(Items listed in a dataset)
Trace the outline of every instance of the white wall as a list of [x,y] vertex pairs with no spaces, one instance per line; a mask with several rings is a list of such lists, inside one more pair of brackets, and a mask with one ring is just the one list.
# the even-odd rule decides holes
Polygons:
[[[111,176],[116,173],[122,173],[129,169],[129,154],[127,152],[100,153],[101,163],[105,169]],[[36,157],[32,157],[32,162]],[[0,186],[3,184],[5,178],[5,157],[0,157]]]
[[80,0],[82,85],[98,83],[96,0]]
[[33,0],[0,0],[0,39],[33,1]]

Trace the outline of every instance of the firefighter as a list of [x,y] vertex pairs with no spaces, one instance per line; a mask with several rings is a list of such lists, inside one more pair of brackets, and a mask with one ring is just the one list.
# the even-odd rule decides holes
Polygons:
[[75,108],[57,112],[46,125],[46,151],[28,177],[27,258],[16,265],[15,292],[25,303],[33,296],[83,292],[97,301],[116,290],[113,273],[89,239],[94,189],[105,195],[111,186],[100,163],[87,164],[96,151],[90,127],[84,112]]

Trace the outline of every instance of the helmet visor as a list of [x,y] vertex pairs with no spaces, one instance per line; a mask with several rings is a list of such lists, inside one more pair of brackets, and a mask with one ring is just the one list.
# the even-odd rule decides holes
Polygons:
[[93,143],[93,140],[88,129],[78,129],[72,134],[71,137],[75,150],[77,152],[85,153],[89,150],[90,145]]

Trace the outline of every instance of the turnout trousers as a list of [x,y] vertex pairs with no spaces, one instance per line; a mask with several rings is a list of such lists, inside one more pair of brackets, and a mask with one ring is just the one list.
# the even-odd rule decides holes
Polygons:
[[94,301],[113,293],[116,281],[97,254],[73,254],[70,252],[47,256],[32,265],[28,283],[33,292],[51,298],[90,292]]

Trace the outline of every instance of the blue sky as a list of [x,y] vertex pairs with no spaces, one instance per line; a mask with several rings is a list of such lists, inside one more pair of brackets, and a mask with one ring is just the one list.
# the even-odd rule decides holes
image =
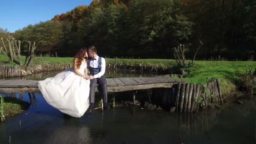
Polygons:
[[13,32],[92,0],[0,0],[0,27]]

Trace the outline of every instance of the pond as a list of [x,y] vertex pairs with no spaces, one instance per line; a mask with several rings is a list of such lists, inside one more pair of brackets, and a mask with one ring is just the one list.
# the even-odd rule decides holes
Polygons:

* _Exercise goal_
Arrange all of the data above as a JSON list of strings, with one string for each line and blank lines omitted. Leave the pictures out of the answer.

* _Completed exercise_
[
  "Trace the outline of every instance of the white wall as a list of [x,y] vertex pairs with no spaces, one instance per line; a mask with several rings is a list of such lists, inside one more pair of brackets, and a mask with one ring is just the one list.",
  "# the even-odd rule decides holes",
  "Polygons:",
  "[[[111,176],[116,173],[122,173],[129,169],[129,154],[127,152],[100,153],[101,163],[105,169]],[[36,157],[32,157],[32,162]],[[0,186],[3,184],[5,178],[5,157],[0,157]]]",
  "[[80,0],[82,85],[98,83],[96,0]]",
  "[[33,0],[0,0],[0,39],[33,1]]",
  "Trace the outline of every instance of the firefighter as a list of [x,y] vertex pairs with no spaces, one instance per line; a mask with several rings is a list of such lists, inside one more pair of brackets, and a mask with one ring is just the one list.",
  "# the even-odd rule decides holes",
  "Polygons:",
  "[[75,108],[57,112],[46,125],[46,151],[28,177],[27,258],[16,265],[15,292],[25,303],[33,296],[83,292],[97,301],[116,290],[113,273],[89,239],[94,189],[105,195],[111,186],[100,163],[87,164],[96,151],[90,127],[84,112]]",
  "Trace the outline of every instance of the helmet visor as a list of [x,y] vertex pairs with no spaces, one instance per line; a mask with several rings is a list of such lists, inside one more pair of brackets, and a mask with one ring is just the one list.",
  "# the even-odd rule decides holes",
  "Polygons:",
  "[[93,143],[93,140],[88,129],[78,129],[72,134],[71,137],[75,150],[77,152],[85,153],[89,150],[90,145]]",
  "Trace the outline of every instance of the turnout trousers as a list of [x,y] vertex pairs with no spaces, one instance per line; a mask with several rings is a list of such lists, inside one more pair of brackets, and a mask with one ring is just the one list.",
  "# the even-odd rule decides holes",
  "Polygons:",
  "[[94,301],[113,293],[116,281],[97,254],[73,254],[70,252],[47,256],[32,265],[28,283],[33,292],[51,298],[90,292]]",
  "Trace the outline of every instance of the blue sky as a list of [x,y] vertex pairs with no spaces, one instance per line; a mask with several rings is a list of such lists, inside one more pair of brackets, and a mask with one ring is just the one list.",
  "# the even-odd rule decides holes",
  "image =",
  "Polygons:",
  "[[13,32],[92,0],[0,0],[0,27]]",
  "Trace the outline of every instance of the pond as a list of [x,y] vertex pairs with no spaces, one instance per line; a mask with several rings is a list of such lists, inside one more pair of brackets, and a mask with one ring is just the one list.",
  "# the even-odd rule decides holes",
  "Polygons:"
]